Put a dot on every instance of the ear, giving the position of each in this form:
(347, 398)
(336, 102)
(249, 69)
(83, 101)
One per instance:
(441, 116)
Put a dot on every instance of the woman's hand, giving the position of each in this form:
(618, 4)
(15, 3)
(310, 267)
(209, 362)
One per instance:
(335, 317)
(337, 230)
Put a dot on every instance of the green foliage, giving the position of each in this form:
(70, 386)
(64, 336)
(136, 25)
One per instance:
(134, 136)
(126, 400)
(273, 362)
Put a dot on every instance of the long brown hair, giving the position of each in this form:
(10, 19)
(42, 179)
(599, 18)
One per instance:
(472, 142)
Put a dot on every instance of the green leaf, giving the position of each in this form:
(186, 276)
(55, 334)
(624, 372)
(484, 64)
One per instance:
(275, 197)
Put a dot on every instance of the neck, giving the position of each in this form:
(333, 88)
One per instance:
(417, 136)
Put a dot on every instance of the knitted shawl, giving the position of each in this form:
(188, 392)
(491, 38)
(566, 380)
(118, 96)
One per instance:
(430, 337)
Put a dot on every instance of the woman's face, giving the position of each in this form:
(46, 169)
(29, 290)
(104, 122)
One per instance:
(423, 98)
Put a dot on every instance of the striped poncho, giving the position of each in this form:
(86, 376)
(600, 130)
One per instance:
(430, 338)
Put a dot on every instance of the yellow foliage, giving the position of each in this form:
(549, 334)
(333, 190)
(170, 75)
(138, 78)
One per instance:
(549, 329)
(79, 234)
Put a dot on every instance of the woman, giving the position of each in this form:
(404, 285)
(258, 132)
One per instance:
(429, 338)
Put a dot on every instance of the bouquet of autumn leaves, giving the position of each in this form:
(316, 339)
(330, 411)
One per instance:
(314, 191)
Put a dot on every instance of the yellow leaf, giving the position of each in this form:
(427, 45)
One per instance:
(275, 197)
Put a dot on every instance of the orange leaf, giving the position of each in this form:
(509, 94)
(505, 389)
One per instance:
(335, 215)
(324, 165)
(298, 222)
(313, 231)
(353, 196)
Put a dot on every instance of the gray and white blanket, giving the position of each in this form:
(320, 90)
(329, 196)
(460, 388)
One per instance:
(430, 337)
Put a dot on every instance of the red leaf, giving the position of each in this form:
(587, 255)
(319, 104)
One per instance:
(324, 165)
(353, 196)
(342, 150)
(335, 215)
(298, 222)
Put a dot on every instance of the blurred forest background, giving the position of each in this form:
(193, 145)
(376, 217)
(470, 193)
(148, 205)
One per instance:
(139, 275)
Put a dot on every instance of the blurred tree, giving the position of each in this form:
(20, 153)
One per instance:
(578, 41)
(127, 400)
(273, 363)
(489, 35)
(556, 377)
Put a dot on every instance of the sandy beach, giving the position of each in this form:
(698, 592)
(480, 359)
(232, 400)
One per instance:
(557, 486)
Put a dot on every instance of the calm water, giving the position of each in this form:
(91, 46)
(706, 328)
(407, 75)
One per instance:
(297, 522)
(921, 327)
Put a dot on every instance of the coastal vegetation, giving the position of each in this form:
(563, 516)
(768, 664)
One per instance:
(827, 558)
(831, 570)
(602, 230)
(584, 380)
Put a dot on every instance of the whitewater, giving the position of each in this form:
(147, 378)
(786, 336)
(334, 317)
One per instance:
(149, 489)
..............................
→ **Activity**: Copy the data above in full, exactly as it reads.

→ **Written solution**:
Put a dot on every instance of the ear, giving the position of each in this form:
(347, 398)
(336, 102)
(249, 69)
(83, 101)
One per instance:
(441, 116)
Put a dot on every instance of the woman's hand, giving the position of each in this form:
(618, 4)
(15, 3)
(310, 267)
(209, 362)
One per instance:
(335, 317)
(337, 230)
Put a dot on every instance of the green foliage, giving the position of each in this form:
(70, 386)
(64, 336)
(136, 25)
One per instance:
(134, 136)
(126, 400)
(273, 362)
Put a dot on every instance of the long brown hair, giving the position of each in this form:
(10, 19)
(42, 179)
(599, 18)
One per instance:
(472, 142)
Put a dot on every instance of the green leaf, giving the position of each in this form:
(186, 276)
(55, 334)
(624, 372)
(484, 64)
One per instance:
(275, 197)
Put a dot on every instance of the neck, giving the position of each in this form:
(333, 88)
One per instance:
(417, 136)
Put a dot on every instance of the knitted shawl, giving the position of each in this form:
(188, 392)
(491, 38)
(566, 380)
(118, 96)
One per instance:
(430, 337)
Put a dot on every instance of the woman's face, giving the position of each in this form:
(46, 169)
(29, 290)
(104, 122)
One per instance:
(423, 98)
Put a dot on every instance of the striped poncho, giving the position of each in this form:
(86, 376)
(600, 130)
One per instance:
(430, 338)
Put a dot on every instance of the yellow foliage, giving the position of each in this form:
(549, 334)
(333, 190)
(170, 75)
(138, 78)
One per instance:
(549, 329)
(79, 234)
Put a dot on every instance of the woman, giving the position of each in this form:
(404, 285)
(258, 132)
One per instance:
(429, 338)
Put a dot on every instance of the bouquet of autumn leaves, giving the position of each in this form:
(316, 339)
(330, 411)
One per instance:
(314, 191)
Put a dot on every instance of the yellow leaf, giving the position of each in this form:
(427, 45)
One per instance:
(275, 197)
Put a dot on every instance of the orange leaf, giving the position of each in this form:
(509, 94)
(505, 389)
One per instance:
(335, 215)
(324, 165)
(298, 222)
(313, 231)
(353, 196)
Put a dot on every instance of the gray and white blanket, giving the position of each in this form:
(320, 90)
(329, 196)
(460, 388)
One per instance:
(430, 337)
Put a dot on every instance of the red leaf, giving the position of each in this form:
(587, 255)
(319, 104)
One per instance:
(324, 165)
(353, 196)
(342, 150)
(335, 215)
(298, 222)
Put a dot on every instance of the blurred forest background, giving the position of each in this form:
(193, 145)
(376, 217)
(470, 193)
(148, 205)
One per instance:
(139, 275)
Put a dot on every instance of the blurred tree, giving the position of each in this form:
(20, 153)
One per instance:
(578, 41)
(127, 400)
(273, 363)
(489, 35)
(556, 377)
Put a dot on every instance of the sandy beach, giving the position of each in this form:
(698, 592)
(480, 359)
(232, 400)
One per instance:
(557, 486)
Put a dot on every instance of the calm water, giving the position of each in this form:
(91, 46)
(706, 328)
(407, 75)
One per instance:
(297, 522)
(921, 327)
Put a dot on every instance of the coastal vegetation, giving the position of each in this form:
(563, 516)
(768, 664)
One per instance:
(827, 558)
(831, 570)
(602, 230)
(584, 380)
Put a dot on every instance of the whitewater, giving the position of each in this form:
(147, 378)
(786, 336)
(334, 317)
One per instance:
(149, 489)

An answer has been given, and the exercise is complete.